• What you are asked to do: Among the records that follow, set down only the lines from the one containing "indicate: car windshield" to the one containing "indicate: rv roof air conditioner", both included, exactly.

+++ Given information

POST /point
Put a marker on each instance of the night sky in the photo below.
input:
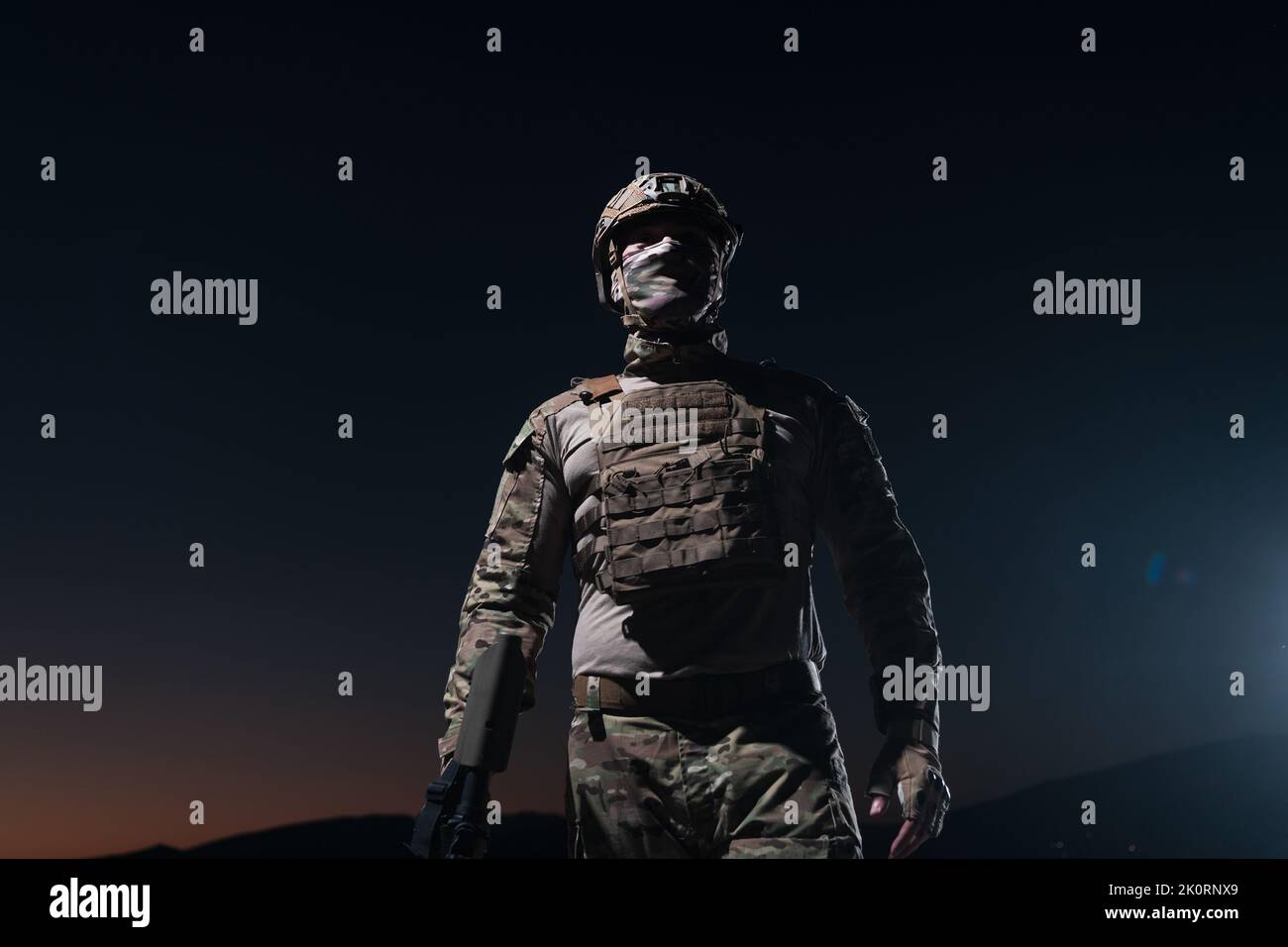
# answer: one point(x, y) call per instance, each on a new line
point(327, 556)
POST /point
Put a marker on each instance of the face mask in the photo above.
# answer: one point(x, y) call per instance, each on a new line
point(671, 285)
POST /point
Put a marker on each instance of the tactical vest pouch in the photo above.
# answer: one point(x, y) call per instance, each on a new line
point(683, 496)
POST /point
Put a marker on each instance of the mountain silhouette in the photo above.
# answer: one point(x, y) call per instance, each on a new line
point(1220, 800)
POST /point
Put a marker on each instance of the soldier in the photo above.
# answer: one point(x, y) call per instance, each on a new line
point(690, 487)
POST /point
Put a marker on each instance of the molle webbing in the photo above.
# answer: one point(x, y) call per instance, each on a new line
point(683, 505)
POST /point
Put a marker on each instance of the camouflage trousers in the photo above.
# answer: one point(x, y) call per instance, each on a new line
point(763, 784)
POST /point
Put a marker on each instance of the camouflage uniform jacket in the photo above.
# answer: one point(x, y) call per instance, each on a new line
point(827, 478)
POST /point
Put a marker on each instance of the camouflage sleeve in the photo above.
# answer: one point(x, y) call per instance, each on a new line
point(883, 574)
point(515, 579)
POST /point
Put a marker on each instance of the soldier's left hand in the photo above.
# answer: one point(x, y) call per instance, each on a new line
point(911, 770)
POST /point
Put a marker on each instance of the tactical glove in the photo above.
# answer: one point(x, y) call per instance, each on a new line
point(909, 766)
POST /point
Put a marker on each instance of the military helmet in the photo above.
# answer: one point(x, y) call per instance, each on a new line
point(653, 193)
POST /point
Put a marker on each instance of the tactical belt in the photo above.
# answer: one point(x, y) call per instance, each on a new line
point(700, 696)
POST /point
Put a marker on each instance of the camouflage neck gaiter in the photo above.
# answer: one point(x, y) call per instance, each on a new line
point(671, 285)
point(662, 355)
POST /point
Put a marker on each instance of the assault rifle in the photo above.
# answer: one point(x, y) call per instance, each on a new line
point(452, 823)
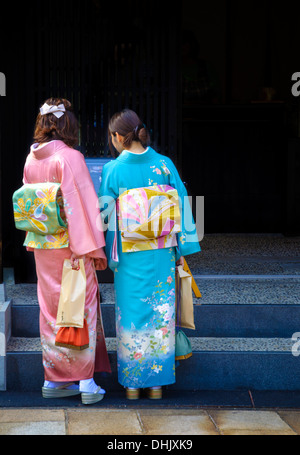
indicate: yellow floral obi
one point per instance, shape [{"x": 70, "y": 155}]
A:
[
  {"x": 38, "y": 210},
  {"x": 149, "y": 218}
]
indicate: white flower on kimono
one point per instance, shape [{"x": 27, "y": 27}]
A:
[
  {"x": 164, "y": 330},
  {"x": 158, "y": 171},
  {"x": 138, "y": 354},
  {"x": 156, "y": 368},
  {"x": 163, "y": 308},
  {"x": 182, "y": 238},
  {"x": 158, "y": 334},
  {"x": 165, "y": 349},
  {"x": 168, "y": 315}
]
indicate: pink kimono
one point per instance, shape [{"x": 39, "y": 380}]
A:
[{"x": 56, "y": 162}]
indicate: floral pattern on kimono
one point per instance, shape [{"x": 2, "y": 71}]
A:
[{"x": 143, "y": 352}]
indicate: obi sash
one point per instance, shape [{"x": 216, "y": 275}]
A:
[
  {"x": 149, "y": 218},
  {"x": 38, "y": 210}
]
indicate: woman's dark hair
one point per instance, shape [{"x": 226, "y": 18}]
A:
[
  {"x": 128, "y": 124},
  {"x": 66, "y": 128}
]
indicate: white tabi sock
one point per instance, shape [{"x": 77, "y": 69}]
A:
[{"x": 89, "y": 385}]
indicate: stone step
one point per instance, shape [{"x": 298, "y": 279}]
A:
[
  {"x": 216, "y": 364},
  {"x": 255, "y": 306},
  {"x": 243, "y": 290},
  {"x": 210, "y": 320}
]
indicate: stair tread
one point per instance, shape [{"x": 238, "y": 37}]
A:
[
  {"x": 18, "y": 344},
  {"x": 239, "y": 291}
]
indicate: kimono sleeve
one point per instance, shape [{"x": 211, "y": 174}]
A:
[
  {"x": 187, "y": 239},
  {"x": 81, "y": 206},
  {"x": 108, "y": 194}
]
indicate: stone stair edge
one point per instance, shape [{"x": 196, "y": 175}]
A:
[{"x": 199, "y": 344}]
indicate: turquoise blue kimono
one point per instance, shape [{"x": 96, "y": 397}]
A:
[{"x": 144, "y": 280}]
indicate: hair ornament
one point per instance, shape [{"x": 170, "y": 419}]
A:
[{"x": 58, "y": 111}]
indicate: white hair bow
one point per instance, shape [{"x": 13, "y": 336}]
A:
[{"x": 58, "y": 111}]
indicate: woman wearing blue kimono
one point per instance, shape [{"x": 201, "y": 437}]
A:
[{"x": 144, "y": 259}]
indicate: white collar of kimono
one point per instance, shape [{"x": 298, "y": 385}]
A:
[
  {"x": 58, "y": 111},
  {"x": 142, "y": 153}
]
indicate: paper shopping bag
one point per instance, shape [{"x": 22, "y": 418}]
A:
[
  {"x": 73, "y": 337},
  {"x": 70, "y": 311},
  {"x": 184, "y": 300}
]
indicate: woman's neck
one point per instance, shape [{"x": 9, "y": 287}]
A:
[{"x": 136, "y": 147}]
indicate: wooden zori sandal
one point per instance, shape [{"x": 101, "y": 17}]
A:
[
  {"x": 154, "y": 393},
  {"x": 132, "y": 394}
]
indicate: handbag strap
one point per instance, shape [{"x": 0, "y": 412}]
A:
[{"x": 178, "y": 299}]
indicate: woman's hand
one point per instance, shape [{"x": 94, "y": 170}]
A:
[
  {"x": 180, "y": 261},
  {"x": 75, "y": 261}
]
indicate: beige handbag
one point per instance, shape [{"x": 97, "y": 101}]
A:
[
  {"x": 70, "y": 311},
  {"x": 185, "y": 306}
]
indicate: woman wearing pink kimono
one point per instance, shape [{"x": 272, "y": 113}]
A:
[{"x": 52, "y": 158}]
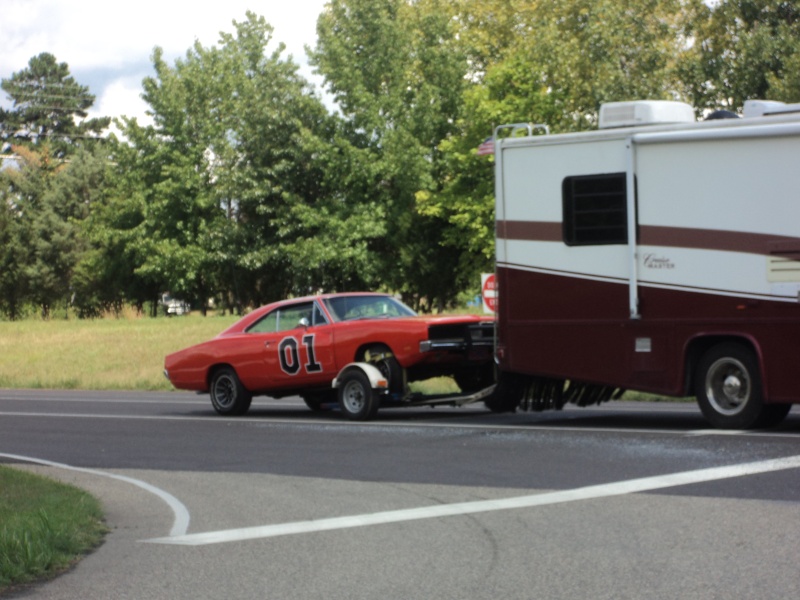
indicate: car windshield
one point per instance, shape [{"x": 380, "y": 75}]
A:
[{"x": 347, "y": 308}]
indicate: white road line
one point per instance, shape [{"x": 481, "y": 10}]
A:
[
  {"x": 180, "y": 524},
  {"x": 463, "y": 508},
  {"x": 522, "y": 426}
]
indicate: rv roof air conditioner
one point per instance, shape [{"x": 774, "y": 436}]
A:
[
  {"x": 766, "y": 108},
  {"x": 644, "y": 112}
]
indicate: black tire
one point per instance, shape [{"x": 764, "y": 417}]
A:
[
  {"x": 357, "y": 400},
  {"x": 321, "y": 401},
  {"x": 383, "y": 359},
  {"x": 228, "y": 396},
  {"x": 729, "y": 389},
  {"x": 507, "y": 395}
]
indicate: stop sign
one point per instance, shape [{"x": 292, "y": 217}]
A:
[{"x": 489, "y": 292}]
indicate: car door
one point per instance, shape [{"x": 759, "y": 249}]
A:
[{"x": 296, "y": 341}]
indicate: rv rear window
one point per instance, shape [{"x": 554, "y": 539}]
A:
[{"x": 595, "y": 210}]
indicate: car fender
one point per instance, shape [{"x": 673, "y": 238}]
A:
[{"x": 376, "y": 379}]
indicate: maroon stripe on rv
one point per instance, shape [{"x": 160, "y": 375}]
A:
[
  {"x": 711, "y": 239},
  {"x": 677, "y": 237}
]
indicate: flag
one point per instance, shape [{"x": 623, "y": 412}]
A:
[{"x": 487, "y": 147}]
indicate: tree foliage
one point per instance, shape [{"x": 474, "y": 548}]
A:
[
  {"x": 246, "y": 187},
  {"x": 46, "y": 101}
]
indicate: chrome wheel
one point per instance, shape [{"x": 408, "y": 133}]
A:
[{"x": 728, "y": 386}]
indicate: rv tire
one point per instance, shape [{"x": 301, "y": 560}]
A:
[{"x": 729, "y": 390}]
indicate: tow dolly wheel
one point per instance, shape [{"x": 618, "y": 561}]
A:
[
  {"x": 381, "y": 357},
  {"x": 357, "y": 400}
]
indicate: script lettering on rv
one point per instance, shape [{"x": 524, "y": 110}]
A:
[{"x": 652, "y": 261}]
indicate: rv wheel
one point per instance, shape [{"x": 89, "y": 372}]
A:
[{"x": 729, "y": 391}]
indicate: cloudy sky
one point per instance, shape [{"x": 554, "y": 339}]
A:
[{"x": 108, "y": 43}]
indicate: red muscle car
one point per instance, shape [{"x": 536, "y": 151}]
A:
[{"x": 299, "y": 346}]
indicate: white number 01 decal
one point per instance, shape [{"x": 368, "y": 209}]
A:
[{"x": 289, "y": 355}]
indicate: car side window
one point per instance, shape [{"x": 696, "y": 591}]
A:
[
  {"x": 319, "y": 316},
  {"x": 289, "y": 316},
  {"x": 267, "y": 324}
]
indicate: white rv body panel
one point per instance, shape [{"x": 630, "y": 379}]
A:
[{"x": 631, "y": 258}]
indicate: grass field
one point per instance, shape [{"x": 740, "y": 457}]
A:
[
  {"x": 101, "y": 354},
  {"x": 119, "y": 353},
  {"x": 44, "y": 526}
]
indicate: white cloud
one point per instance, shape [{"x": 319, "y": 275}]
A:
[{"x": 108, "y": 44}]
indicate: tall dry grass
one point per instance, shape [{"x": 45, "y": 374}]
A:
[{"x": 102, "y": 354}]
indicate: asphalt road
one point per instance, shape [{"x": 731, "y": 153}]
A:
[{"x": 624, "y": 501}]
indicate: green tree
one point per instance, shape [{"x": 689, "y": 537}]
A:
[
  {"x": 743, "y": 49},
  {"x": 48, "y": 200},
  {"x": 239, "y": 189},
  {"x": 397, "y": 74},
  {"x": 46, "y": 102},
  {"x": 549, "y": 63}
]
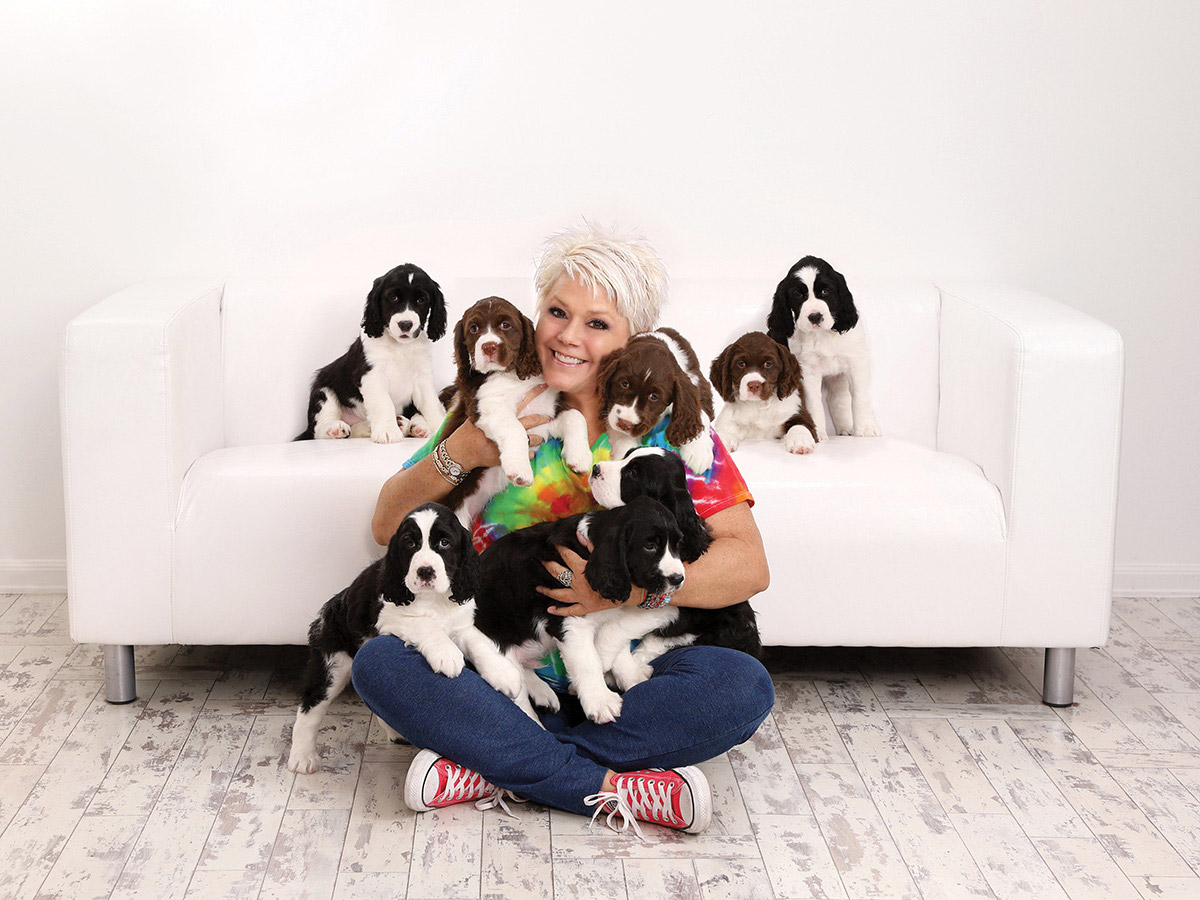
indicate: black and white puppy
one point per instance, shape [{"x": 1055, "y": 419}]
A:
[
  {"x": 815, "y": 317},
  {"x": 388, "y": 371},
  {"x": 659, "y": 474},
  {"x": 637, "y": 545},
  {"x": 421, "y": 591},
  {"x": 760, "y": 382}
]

++++++

• Your solution:
indicate: car windshield
one point per instance, shape [{"x": 380, "y": 75}]
A:
[{"x": 347, "y": 308}]
indicate: white road line
one point per instance, shape [{"x": 481, "y": 10}]
A:
[
  {"x": 180, "y": 524},
  {"x": 463, "y": 508},
  {"x": 522, "y": 426}
]
indicate: rv roof air conditioner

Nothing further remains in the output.